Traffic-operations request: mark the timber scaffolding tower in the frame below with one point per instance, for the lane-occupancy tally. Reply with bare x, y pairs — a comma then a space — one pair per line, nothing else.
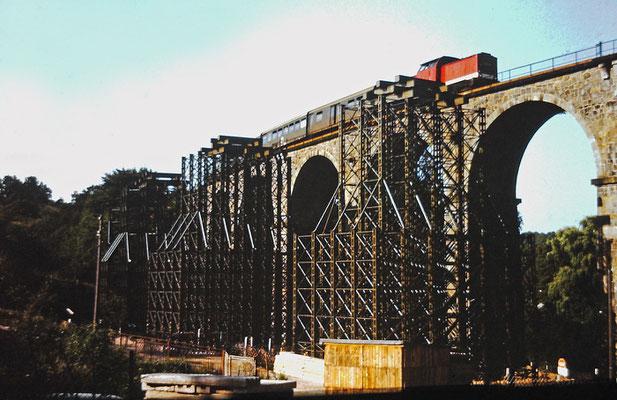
390, 257
132, 226
223, 270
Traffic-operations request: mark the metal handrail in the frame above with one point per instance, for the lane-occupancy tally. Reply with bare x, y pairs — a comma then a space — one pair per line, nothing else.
599, 50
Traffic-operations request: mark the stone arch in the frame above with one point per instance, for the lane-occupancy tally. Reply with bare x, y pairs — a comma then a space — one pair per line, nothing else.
537, 94
315, 184
328, 149
493, 217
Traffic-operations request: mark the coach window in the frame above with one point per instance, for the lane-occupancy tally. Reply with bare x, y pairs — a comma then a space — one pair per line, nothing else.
333, 113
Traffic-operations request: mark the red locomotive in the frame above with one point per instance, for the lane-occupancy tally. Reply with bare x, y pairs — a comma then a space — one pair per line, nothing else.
477, 70
480, 68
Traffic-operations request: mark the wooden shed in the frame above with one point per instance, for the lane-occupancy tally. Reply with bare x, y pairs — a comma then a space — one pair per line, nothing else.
383, 364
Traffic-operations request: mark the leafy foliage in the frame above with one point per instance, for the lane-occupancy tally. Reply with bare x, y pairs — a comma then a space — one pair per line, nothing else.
44, 357
568, 317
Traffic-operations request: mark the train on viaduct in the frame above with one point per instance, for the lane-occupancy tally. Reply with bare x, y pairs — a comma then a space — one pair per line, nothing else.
388, 214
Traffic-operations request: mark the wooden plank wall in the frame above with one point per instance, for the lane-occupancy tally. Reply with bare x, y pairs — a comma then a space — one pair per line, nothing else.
379, 366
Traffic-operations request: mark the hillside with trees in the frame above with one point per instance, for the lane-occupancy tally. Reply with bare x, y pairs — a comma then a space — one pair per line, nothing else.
47, 265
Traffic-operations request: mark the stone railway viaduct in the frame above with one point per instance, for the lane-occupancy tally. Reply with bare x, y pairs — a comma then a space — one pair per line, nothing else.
419, 240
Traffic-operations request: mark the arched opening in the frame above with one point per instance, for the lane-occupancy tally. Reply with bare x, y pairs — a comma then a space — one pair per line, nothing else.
495, 237
312, 191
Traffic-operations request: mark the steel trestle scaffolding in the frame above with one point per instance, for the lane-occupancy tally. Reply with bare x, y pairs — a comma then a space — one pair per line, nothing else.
220, 273
396, 264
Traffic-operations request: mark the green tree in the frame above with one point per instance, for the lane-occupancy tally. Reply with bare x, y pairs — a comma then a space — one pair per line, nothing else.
568, 318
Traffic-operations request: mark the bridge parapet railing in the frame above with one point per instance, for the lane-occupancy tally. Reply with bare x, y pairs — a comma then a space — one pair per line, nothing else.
599, 50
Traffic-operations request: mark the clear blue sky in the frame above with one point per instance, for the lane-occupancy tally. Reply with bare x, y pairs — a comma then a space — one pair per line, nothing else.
87, 87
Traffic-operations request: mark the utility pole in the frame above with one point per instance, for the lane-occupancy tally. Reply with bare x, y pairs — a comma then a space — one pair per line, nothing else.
98, 268
611, 317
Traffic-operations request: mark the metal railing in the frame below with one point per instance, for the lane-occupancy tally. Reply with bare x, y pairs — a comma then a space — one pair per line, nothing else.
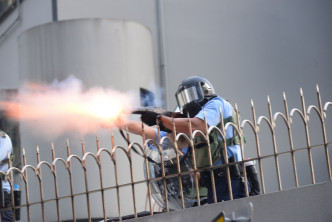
254, 126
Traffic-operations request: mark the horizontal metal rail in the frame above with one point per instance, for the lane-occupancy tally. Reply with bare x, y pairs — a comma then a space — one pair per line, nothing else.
164, 178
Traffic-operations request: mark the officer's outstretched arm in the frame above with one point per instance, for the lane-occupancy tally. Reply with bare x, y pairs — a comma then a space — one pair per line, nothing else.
182, 124
135, 127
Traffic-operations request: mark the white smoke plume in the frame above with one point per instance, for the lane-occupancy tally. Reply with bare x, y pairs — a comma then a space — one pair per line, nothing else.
65, 107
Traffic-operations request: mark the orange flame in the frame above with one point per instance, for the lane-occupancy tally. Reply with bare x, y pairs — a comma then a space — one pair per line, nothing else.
68, 108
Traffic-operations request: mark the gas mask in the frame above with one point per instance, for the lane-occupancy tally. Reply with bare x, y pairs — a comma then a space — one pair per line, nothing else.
192, 109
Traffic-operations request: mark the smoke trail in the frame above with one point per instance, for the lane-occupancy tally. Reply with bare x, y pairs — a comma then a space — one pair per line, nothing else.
63, 107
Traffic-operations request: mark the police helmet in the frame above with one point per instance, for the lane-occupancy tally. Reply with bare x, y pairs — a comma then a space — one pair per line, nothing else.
194, 89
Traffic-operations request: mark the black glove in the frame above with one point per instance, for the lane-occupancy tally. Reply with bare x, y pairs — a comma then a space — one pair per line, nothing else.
149, 118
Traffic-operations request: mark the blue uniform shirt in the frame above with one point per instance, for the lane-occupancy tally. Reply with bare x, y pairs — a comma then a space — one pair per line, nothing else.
5, 148
212, 115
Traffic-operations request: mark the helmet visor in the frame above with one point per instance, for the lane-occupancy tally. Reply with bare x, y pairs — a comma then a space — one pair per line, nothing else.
190, 94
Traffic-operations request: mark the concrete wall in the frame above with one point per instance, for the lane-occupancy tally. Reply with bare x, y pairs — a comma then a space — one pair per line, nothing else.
33, 12
305, 204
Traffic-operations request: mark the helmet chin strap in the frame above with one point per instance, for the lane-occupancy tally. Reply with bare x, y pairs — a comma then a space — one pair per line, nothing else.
193, 108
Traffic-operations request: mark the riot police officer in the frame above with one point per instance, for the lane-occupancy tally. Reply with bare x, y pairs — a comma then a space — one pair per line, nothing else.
197, 98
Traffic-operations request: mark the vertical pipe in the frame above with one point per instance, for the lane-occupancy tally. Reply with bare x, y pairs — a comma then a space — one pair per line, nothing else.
41, 186
55, 184
132, 177
274, 143
162, 49
160, 148
258, 146
147, 171
307, 137
228, 175
101, 180
71, 183
291, 141
117, 186
26, 185
194, 160
210, 160
242, 151
178, 165
324, 133
86, 183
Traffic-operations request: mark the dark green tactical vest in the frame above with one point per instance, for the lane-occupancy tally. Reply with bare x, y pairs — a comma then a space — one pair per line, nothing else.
216, 144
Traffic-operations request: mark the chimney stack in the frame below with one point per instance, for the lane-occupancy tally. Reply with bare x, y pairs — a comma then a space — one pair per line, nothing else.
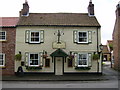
91, 9
25, 10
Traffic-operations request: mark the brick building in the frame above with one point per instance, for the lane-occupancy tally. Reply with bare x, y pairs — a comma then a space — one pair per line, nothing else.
116, 39
7, 44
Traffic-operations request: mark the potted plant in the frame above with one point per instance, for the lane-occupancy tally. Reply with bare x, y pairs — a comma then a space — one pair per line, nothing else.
95, 57
18, 57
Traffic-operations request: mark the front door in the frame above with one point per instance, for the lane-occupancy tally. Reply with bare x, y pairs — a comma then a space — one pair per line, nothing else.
58, 66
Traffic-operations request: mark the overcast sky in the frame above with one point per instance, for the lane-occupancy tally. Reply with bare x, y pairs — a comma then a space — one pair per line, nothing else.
104, 10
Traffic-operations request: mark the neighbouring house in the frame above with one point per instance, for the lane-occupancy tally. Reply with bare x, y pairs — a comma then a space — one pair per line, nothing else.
7, 44
116, 39
107, 50
58, 43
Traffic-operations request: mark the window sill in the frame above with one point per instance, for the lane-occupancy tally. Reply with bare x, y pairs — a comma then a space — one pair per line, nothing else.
3, 40
82, 42
3, 67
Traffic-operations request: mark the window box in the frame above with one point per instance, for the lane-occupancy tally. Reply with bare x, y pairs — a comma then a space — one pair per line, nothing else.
18, 57
82, 37
34, 37
96, 57
33, 68
2, 35
82, 68
2, 60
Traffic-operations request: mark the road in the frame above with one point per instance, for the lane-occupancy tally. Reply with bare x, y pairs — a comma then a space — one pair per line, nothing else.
60, 84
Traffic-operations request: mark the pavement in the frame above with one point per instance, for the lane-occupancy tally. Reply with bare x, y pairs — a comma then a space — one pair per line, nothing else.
108, 74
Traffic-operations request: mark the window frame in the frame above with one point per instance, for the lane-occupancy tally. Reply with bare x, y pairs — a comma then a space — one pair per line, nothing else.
38, 60
46, 64
35, 41
70, 65
86, 60
4, 35
3, 59
79, 36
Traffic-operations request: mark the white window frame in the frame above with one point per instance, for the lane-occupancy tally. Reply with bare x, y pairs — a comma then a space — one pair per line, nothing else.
86, 60
30, 37
3, 59
38, 59
78, 36
2, 35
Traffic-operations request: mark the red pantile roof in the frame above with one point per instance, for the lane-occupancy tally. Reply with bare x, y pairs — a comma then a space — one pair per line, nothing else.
8, 21
61, 19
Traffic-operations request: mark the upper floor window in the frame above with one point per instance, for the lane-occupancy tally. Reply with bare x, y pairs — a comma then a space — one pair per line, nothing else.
82, 36
2, 35
82, 60
34, 36
2, 59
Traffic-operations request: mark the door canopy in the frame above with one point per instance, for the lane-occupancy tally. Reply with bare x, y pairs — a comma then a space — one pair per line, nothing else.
59, 53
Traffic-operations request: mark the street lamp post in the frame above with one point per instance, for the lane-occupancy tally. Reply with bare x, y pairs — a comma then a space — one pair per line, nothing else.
100, 53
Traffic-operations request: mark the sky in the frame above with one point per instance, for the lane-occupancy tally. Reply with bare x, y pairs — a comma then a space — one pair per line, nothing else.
104, 10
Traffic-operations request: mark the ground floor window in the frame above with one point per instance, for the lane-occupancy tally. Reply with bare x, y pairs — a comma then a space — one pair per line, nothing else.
33, 59
82, 60
2, 59
47, 62
70, 62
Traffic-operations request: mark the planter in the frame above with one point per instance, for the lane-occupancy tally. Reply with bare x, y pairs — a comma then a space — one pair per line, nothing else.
33, 68
82, 68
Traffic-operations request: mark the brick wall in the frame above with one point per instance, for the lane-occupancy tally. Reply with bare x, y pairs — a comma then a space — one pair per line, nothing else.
8, 47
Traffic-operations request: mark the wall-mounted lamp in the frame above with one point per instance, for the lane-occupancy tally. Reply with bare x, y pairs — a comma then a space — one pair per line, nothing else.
101, 47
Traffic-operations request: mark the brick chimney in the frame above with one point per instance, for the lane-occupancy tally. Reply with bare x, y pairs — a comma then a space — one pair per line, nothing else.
118, 10
25, 10
91, 9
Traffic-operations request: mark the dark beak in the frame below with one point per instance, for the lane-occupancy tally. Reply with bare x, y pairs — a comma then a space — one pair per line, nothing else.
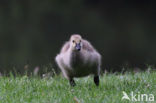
78, 47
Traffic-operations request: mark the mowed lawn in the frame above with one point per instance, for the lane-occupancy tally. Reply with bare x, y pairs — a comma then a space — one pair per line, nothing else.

Stated exercise:
Exactly the lines from the one containing "Traffic-operations request: mark the brick chimney" to the final line of the entries are wanted; please write them out, both ends included, but not the pictures.

Completed exercise:
Traffic-operations request: mark the brick chimney in the frame above with one point per instance, for the lane-occupancy tally. Reply with bare x, y pairs — a comma then a space — one pair per line, nothing else.
118, 10
25, 10
91, 9
Traffic-operations request: mark the dark beak in the frame below with one point per instance, for the lane-occupancy tally. Reply with bare x, y pairs — a comma then a space — one pair per line, nothing else.
78, 47
Traffic-operations request: mark the mowed lawn in the frame above with one point per instance, for the lane-occupancy tally. Reply with bare x, y pairs — a comma then a space — one pair per line, nothing else.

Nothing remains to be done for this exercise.